С песнопениями «Святый Боже...» и «Вечная память...», с надгробными рыданиями похоронная процессия дви­жется к сельскому кладбищу. И надо же такому случиться?! Оплакиваемый родными и близкими покойник вдруг оживает, приподнимается и, недоумен­но озираясь по сторонам, пытается сесть в гробу. Но усесться ему не удает­ся, потому как ошалевшие от страха носильщики выпускают гроб из рук и вместе с остальными бросаются наутек. Ну а покойник, конечно, за ними с кри­ком: «Постойте, постойте! Куда же вы?!»

Какое там «постойте»! Молодых верхом на лошади не догонишь, а ста­рушки, сказывали, те, как снопы, в придорожные канавы от разрыва серд­ца валились. Так что через три дня, недобрым словом поминая неудавшегося покойничка, к этому же кладбищу не­сли уже несколько гробов...

А вот не менее трагичная история. Возвращаются поздно вечером с покоса несколько мужиков и слышат: кто-то кричит с кладбища, только глухо-глу­хо, как из-под земли. Подходят ближе — голос из могилы. Похватали из кладбищенской сторожки заступы и ло­паты и скорехонько выкопали оттудова нынче днем похороненного молодого мужика.

- Ну вам, — говорит он своим спасителям, — спешить некуда, да и ус­тали вы после косьбы-то, а я к своим побегу — порадую их!

Ну и представьте себе такую кар­тину. Сидит осиротевшая семья за ужи­ном, все в горести, вспоминают покой­ного. А тут, откуда ни возьмись, он сам на пороге — с радостной улыбкой на лице! Ну все, конечно, в ужасе: «Свят, свят! Чур меня! Чур!». А мать как глянула на любимого сыночка в белом саване — так замерт­во под стол и повалилась...

Как потом горевали незадачливые спасители мнимого покойного! «Нам бы надо было самим наперед-то в дом зайти да предупредить родных-то, а мы не догадались», — сетовали они потом.

-*-

▸ Задание 1
Обновите фрагмент рассказа о мнимых покойниках от «А вот не менее» до «побегу — порадую их!» включительно, заменив «покоса» на «сенокоса».
▸ Задание 2
Продолжите рассказ о мнимых покойниках с того места, на котором он заканчивается.
Записи для работы с рассказом не нужны.

Собранные данные
-*-

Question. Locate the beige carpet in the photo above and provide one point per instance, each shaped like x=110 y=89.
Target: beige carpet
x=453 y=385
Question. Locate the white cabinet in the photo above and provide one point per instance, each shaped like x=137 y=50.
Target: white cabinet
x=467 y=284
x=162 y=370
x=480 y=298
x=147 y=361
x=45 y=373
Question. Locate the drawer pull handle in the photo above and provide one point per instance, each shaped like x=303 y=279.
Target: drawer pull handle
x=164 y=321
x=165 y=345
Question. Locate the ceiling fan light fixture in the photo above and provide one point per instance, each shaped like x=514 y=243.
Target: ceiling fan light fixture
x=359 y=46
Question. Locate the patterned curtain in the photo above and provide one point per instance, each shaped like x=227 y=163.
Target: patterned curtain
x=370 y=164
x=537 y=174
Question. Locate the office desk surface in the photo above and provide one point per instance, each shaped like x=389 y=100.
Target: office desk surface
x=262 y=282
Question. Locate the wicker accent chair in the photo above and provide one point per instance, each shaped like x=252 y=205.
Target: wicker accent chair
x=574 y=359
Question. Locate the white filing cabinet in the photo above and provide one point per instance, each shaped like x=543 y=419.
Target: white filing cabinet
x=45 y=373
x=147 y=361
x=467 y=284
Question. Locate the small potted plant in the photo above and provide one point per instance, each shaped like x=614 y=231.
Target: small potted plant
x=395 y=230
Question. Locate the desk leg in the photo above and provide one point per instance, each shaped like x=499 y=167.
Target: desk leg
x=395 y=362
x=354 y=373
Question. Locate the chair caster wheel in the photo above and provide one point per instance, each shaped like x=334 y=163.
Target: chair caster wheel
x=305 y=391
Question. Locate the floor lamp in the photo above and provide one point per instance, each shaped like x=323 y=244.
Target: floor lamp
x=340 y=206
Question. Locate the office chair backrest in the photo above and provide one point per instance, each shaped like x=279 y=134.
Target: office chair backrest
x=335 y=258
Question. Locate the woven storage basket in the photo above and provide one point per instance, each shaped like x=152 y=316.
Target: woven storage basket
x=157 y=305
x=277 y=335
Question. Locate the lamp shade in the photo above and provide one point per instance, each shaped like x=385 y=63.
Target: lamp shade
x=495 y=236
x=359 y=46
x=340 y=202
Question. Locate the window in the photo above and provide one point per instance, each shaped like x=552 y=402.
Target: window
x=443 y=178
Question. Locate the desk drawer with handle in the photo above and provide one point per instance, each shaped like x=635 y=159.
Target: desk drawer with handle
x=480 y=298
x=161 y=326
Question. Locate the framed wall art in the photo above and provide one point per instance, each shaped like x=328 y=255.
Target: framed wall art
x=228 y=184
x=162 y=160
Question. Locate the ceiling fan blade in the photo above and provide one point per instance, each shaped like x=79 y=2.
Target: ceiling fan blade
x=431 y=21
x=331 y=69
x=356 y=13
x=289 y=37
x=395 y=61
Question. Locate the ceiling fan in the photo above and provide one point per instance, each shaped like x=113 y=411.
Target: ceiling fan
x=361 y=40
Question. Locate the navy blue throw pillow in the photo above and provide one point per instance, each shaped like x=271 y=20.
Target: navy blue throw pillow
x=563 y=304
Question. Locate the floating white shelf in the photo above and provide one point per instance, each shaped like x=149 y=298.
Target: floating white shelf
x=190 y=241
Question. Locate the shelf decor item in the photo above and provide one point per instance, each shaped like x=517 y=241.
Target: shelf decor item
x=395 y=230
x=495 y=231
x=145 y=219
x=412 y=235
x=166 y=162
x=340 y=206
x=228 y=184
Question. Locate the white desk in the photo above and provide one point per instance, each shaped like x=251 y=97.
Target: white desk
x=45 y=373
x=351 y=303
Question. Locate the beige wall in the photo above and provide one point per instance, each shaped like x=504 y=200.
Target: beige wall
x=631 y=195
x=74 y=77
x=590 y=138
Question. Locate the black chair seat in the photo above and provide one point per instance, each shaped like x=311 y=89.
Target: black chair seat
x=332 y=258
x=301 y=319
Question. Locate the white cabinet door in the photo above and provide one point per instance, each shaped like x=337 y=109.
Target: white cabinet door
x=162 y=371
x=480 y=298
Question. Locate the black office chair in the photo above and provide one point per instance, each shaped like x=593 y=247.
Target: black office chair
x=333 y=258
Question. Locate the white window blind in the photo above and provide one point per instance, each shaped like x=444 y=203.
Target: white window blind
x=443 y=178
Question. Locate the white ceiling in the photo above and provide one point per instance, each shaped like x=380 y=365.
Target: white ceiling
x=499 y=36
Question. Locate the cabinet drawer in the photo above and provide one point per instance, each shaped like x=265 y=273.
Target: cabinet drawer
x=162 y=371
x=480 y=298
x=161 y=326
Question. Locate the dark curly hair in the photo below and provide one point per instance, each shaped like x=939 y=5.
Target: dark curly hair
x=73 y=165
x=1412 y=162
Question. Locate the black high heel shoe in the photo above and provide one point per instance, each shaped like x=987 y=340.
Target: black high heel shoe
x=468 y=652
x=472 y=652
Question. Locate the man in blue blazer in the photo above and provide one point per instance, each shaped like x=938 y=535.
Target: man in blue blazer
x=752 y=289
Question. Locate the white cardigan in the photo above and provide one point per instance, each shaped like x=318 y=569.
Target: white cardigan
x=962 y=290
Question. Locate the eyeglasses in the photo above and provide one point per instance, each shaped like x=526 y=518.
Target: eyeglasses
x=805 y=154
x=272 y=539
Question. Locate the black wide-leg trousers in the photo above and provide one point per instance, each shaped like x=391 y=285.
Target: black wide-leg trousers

-*-

▸ Ответ 1
А вот не менее трагичная история. Возвращаются поздно вечером с сенокоса несколько мужиков и слышат: кто-то кричит с кладбища, только глухо-глу­хо, как из-под земли. Подходят ближе — голос из могилы. Похватали из кладбищенской сторожки заступы и ло­паты и скорехонько выкопали оттудова нынче днем похороненного молодого мужика.

- Ну вам, — говорит он своим спасителям, — спешить некуда, да и ус­тали вы после косьбы-то, а я к своим побегу — порадую их!

▸ Ответ 2
Так в уготованную сыну могилу че­рез три дня уложили его мать...

Сейчас эти истории со смертель­ным исходом кому-то могут показаться невероятными.  Конечно,  мол,  узреть «воскресшего» покойника — ситуация очень стрессовая, но не до такой же степени, чтоб при этом от разрыва сердца умирать, подумают они. И будут не правы: надо учитывать психологию людей того времени, для которых нечи­стая сила не каким-то мифом, а чем-то само собой разумеющимся, чуть ли не повседневным была.

А эта вот история произошла на глазах моей матушки. Прочищая ру­жье, парень, сын лесника, чей хутор стоял неподалёку от урочища «Дубрава», нечаянно выстрелил в свою сестру — подружку моей матери.

Ее в могилу опускать, а у нее румя­нец на щеках так и играет, так и игра­ет! Давайте, говорят, подождем, пусть еще в кладбищенской часовне полежит. Куда там! Положено на третий день хо­ронить — значит, так и надо! Мы что, нехристи, что ли? Так и не послуша­лись... А по селу разговоры пошли: «Живую схоронили! Живую схорони­ли!». Наутро разрыли могилу, а она, бедненькая, перевернулась в гробу, и руки все искусанные...

Этот трагический случай произвел на мою мать столь тягостное впечатле­ние, что она, вспоминая его, каждый раз слезно просила отца и нас с братом:

- Ради Христа, не зарывайте ме­ня глубоко! Так, лопаты на две-три - и хватит. Чтоб я, если что, сама вы­браться из могилы-то смогла...

Видимо, часто ей мерещилось это: проснуться в кромешной тьме и тесно­те гроба и мучительно долго задыхать­ся...

Да не одна матушка боялась этого. Вот что писал в своем завещании Николай Васильевич Гоголь:

«Завещаю тела моего не погребать до тех пор, пока не покажутся явные признаки разложения. Упоминаю об этом потому, что уже во время самой болезни находили на меня минуты жизненного онемения, сердце и пульс переставали биться... Будучи в жизни своей свидетелем многих печальных событий от нашей неразумной торопли­вости во всех делах, даже и в таком, как погребение, я возвещаю это здесь в самом начале моего завещания, в на­дежде, что, может быть, посмертный голос мой напомнит вообще об ос­мотрительности».

Увы, видимо, и на сей раз оказал­ся прав знаток русской души, в которой причудливо сочетаются неразумная спешка с беспечностью — наше пресло­вутое «авось»... Говорят, при перенесе­нии праха великого писателя обнару­жилось: покойник-то ничком лежал! А посему у меня тоже заветная мечта есть: чтобы по смерти меня основатель­но покромсали патологоанатомы или - как их там называют. Уж лучше в гро­бу изрезанным лежать, нежели... Любому не доведись.